Mr. Disraeli then proceeded to defend the Government of Lord Derby, and to show that Lord John's opposition to it had been "factious." Lord John had made great sacrifices:

"He parted from the colleagues of his life, who had been faithful to him, to take into his bosom the ancient foes who had passed their lives in depreciating his abilities and decrying his career. He gave up the confidence—I may say he almost broke up the being of that historic party, the confidence of which to a man like the noble Lord ought not to have been less precious than the favor of his Sovereign. [Cheers.] And for what did he do it? Because he was devoted to great principles and was resolved to carry great measures. But now that every one of his measures had foundered, he still remained in office. As to his conduct upon the Jewish question, Mr. Disraeli gave to the statement of the noble Lord a most unequivocal and most unqualified denial.

In fact, he left no other resource to Lord John Russell but to plead his "misfortune," and to represent the continuance of the coalition as an indispensable evil.

Mr. Bright thought that

"The noble Lord came out of the discussion with some scars. The elements of the Government were such, that, from the day of its formation, it was not very likely that it could act for the benefit of the country. He recollected an ingenious gentleman in the House, and a great friend of the noble Lord and of the Government, saying that the Cabinet would get on admirably if they could only avoid politics. That appeared to be about the course that the Government had pursued. Upon every other matter except free trade the Government appeared altogether unable to advise, to lead, or to control the House. It was quite clear that the noble Lord who was by courtesy called the Leader of the House did not lead the House, and that the House did not follow the noble Lord, and that their measures were kicked overboard in a very unceremonious manner. You have got us into a war, and you must get us out of it. We will not undertake the responsibility. This was the condition that they were now driven to by the Government. While they were undermining and destroying the constitution of Turkey, they were also doing something to undermine and destroy the Parliamentary system of this country."

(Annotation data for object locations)
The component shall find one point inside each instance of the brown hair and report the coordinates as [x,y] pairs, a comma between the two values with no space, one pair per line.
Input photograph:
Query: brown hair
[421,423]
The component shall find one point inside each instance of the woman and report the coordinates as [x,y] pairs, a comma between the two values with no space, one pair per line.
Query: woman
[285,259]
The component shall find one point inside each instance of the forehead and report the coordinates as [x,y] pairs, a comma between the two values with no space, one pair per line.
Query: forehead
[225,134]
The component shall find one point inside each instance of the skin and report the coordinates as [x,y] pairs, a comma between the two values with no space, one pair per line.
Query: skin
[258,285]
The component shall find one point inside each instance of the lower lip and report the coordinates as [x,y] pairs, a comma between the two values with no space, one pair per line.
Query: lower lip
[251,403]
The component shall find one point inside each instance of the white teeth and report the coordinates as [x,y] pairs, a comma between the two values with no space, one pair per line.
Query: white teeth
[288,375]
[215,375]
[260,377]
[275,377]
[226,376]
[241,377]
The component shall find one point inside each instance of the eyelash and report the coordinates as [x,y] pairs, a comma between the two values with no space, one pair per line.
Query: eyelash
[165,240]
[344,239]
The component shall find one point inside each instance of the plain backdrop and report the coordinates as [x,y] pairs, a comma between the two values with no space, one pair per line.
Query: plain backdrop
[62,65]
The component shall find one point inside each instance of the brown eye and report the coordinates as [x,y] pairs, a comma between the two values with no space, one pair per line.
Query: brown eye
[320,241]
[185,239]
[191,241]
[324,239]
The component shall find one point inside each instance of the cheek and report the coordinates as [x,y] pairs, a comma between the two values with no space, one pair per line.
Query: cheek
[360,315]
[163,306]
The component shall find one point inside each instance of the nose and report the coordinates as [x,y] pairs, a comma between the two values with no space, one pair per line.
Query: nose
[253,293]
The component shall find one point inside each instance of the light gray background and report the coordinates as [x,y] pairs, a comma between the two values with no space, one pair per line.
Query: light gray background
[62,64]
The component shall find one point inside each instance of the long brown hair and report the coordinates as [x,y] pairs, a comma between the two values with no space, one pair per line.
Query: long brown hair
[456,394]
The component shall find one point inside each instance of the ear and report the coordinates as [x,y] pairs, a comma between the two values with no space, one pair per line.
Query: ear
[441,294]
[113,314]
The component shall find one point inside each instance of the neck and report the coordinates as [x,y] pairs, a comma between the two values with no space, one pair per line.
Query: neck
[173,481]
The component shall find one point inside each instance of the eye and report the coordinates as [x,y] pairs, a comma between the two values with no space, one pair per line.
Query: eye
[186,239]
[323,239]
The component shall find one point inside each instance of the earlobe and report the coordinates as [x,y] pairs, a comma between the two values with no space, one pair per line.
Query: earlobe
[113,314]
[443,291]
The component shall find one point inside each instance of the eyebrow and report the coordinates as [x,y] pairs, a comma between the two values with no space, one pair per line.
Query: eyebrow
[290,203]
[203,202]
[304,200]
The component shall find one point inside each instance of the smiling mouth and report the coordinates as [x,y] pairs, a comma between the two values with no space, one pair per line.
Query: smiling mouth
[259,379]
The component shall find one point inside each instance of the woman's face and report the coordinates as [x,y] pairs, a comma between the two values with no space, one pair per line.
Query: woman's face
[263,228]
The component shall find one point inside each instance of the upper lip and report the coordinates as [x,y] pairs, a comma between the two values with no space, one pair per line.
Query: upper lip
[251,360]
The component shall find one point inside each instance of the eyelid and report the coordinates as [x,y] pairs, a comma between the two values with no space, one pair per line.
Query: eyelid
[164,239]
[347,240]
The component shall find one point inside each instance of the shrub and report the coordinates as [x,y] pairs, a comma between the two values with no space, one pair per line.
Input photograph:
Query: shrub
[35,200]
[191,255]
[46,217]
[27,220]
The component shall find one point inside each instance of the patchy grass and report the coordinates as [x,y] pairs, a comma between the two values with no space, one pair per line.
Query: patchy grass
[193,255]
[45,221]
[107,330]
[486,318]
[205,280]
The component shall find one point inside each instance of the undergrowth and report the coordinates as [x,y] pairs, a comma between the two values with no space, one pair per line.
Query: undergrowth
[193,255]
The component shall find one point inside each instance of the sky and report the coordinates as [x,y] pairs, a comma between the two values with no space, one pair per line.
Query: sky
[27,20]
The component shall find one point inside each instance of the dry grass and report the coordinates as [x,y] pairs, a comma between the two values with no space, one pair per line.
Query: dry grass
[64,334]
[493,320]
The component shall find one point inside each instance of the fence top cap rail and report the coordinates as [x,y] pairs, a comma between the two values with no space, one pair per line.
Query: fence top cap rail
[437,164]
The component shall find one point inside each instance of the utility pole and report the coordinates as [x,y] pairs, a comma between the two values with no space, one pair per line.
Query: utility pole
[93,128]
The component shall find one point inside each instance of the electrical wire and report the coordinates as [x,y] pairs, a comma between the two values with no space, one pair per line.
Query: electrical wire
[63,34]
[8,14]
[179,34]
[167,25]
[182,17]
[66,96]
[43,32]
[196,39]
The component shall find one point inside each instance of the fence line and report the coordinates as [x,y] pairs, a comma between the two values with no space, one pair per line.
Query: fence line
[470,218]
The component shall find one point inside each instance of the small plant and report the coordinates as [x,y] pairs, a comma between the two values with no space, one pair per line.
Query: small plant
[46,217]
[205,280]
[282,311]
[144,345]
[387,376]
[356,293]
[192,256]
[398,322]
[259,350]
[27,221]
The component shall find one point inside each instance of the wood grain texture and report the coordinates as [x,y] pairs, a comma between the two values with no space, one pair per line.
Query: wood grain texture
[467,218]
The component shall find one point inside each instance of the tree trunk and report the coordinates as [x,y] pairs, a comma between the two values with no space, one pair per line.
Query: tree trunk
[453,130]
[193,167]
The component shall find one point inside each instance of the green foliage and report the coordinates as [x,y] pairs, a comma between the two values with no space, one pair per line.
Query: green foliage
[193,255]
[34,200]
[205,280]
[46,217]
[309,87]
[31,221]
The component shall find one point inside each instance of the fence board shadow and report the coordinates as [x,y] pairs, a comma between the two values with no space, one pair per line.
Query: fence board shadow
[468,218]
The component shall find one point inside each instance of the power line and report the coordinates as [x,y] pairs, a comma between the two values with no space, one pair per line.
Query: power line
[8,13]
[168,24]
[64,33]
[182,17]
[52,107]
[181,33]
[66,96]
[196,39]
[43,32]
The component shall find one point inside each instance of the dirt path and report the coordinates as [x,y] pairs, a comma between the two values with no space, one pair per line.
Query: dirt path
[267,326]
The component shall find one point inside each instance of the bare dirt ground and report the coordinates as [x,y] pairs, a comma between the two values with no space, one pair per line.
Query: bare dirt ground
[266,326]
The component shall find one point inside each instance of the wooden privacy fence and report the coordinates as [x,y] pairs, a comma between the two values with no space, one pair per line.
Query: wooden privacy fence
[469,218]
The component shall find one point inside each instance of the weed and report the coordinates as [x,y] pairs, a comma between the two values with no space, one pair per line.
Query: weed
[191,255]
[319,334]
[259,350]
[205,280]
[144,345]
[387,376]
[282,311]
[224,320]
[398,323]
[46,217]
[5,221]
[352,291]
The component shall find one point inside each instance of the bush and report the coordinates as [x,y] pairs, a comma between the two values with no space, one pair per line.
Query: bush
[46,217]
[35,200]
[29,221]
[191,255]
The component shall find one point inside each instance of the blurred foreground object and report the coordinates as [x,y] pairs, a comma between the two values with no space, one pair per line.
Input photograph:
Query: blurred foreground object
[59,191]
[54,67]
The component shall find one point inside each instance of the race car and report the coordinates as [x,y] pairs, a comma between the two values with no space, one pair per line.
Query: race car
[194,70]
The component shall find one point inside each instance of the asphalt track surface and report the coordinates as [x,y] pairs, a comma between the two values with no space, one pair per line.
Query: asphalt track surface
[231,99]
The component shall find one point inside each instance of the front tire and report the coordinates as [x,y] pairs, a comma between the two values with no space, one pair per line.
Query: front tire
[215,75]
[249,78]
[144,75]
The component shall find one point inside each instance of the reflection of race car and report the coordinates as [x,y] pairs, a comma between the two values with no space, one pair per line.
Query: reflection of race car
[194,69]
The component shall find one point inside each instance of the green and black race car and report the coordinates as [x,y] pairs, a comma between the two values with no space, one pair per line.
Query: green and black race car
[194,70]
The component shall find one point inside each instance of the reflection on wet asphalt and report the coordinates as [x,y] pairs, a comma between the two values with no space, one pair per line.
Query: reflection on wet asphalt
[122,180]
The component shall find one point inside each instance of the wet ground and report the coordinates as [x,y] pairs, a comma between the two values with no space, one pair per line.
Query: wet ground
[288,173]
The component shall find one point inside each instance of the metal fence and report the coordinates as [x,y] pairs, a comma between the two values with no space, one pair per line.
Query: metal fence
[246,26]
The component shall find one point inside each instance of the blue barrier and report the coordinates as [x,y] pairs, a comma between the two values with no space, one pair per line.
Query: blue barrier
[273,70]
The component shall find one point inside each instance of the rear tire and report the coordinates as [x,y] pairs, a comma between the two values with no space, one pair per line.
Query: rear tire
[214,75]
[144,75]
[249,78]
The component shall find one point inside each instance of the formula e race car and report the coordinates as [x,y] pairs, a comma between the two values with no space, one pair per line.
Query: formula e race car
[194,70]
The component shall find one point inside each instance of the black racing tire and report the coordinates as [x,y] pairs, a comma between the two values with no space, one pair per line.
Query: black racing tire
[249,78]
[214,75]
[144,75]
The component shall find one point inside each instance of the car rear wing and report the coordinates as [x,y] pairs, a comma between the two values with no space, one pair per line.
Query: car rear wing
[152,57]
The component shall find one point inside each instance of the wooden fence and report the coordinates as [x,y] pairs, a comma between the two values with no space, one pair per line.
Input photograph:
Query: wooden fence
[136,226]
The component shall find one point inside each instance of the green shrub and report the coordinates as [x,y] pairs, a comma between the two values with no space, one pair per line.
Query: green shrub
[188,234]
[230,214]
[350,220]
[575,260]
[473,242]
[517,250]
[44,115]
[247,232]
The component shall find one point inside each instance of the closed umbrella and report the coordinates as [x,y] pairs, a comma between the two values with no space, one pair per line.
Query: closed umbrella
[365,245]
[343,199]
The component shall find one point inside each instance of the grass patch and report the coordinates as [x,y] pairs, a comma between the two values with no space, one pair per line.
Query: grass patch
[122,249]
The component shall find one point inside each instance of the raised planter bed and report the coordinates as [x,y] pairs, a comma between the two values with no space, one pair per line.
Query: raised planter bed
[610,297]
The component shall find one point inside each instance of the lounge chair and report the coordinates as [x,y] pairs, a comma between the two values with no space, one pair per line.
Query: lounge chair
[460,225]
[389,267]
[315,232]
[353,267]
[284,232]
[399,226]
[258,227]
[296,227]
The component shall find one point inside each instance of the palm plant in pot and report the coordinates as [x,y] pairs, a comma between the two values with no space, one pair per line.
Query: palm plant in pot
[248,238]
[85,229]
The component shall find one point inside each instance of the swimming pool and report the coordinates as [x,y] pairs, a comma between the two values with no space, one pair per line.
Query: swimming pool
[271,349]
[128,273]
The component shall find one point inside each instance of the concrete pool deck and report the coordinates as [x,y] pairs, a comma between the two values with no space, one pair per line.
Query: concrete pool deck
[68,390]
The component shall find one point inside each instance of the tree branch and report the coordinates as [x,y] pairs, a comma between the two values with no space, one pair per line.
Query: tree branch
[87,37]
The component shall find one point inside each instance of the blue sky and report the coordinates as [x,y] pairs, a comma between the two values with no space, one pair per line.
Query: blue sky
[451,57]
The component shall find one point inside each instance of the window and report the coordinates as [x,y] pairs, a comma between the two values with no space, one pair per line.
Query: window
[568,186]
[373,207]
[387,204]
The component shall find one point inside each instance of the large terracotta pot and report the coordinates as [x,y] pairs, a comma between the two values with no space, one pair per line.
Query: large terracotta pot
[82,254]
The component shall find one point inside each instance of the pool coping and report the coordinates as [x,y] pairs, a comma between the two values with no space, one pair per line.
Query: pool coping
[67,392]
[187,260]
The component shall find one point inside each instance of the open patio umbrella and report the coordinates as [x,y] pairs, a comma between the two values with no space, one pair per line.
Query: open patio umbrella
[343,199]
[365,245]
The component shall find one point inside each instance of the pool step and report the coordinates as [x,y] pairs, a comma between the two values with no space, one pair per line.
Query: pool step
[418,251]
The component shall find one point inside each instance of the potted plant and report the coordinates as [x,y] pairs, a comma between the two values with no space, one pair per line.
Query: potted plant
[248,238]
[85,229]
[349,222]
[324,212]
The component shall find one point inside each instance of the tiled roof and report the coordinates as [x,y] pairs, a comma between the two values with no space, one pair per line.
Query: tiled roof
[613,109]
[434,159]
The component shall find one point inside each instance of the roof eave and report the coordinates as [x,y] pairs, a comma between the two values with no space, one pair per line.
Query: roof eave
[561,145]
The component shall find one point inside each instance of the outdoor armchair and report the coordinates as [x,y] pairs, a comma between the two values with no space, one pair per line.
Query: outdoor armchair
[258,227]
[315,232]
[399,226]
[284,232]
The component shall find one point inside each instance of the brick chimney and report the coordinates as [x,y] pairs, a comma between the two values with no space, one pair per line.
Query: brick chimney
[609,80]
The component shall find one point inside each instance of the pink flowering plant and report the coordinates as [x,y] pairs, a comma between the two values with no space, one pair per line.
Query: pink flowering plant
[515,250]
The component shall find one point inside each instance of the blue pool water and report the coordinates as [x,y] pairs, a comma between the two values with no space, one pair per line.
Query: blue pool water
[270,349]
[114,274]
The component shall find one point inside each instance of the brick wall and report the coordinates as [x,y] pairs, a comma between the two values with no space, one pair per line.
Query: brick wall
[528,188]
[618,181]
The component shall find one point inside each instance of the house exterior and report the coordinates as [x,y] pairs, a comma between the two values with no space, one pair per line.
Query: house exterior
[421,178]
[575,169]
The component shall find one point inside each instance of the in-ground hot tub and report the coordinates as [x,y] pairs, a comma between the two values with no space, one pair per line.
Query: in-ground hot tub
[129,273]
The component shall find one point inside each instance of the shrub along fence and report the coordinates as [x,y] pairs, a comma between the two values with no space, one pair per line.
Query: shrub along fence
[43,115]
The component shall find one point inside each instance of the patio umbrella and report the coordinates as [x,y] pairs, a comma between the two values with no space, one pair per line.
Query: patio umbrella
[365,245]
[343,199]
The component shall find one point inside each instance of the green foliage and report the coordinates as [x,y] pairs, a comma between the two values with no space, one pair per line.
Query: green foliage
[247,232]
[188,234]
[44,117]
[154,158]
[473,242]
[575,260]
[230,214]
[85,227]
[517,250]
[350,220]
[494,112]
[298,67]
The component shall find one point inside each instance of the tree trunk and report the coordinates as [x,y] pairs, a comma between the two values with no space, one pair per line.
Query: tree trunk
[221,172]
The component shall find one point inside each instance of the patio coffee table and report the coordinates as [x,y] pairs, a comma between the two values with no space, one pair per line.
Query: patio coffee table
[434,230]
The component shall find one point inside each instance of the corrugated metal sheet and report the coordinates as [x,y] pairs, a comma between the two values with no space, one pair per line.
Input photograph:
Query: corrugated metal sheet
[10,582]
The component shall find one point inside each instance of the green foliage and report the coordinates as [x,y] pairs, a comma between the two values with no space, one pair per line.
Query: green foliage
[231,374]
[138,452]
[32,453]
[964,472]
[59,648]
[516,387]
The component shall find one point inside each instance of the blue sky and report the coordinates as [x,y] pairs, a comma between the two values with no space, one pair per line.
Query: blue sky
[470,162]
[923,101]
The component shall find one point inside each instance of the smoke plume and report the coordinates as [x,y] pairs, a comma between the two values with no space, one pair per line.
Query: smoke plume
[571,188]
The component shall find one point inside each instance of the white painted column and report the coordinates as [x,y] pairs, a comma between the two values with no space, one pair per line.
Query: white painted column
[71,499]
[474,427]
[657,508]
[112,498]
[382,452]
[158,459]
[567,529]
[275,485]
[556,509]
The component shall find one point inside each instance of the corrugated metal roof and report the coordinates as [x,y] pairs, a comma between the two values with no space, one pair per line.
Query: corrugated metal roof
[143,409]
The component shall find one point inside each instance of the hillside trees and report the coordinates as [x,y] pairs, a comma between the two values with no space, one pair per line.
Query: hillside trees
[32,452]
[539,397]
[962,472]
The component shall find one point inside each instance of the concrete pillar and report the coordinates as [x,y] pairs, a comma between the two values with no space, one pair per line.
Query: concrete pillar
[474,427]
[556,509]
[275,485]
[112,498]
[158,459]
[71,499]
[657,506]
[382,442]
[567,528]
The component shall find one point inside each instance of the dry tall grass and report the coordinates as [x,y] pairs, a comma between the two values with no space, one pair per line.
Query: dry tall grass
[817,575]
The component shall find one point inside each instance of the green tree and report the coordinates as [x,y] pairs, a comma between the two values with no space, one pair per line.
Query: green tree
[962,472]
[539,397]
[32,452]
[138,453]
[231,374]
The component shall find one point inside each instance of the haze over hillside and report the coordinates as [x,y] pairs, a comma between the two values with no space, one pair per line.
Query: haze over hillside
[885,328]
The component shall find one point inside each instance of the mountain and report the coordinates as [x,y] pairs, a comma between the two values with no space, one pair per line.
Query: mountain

Stated problem A:
Can you repeat the parliamentary debate text in full, word for word?
Stated problem B:
Which lines of the listing contain the string "concrete"? Copy each such line, matching case exactly.
The parliamentary debate text and the listing are unrelated to each other.

Final answer A:
Mr. Disraeli then proceeded to defend the Government of Lord Derby, and to show that Lord John's opposition to it had been "factious." Lord John had made great sacrifices:

"He parted from the colleagues of his life, who had been faithful to him, to take into his bosom the ancient foes who had passed their lives in depreciating his abilities and decrying his career. He gave up the confidence—I may say he almost broke up the being of that historic party, the confidence of which to a man like the noble Lord ought not to have been less precious than the favor of his Sovereign. [Cheers.] And for what did he do it? Because he was devoted to great principles and was resolved to carry great measures. But now that every one of his measures had foundered, he still remained in office. As to his conduct upon the Jewish question, Mr. Disraeli gave to the statement of the noble Lord a most unequivocal and most unqualified denial.

In fact, he left no other resource to Lord John Russell but to plead his "misfortune," and to represent the continuance of the coalition as an indispensable evil.

Mr. Bright thought that

"The noble Lord came out of the discussion with some scars. The elements of the Government were such, that, from the day of its formation, it was not very likely that it could act for the benefit of the country. He recollected an ingenious gentleman in the House, and a great friend of the noble Lord and of the Government, saying that the Cabinet would get on admirably if they could only avoid politics. That appeared to be about the course that the Government had pursued. Upon every other matter except free trade the Government appeared altogether unable to advise, to lead, or to control the House. It was quite clear that the noble Lord who was by courtesy called the Leader of the House did not lead the House, and that the House did not follow the noble Lord, and that their measures were kicked overboard in a very unceremonious manner. You have got us into a war, and you must get us out of it. We will not undertake the responsibility. This was the condition that they were now driven to by the Government. While they were undermining and destroying the constitution of Turkey, they were also doing something to undermine and destroy the Parliamentary system of this country."

Final answer B:
The component shall find one point inside each instance of the concrete pool deck and report the coordinates as [x,y] pairs, a comma between the two values with no space, one pair per line.
Query: concrete pool deck
The component shall find one point inside each instance of the concrete pillar and report the coordinates as [x,y] pairs, a comma between the two values with no space, one pair per line.
Query: concrete pillar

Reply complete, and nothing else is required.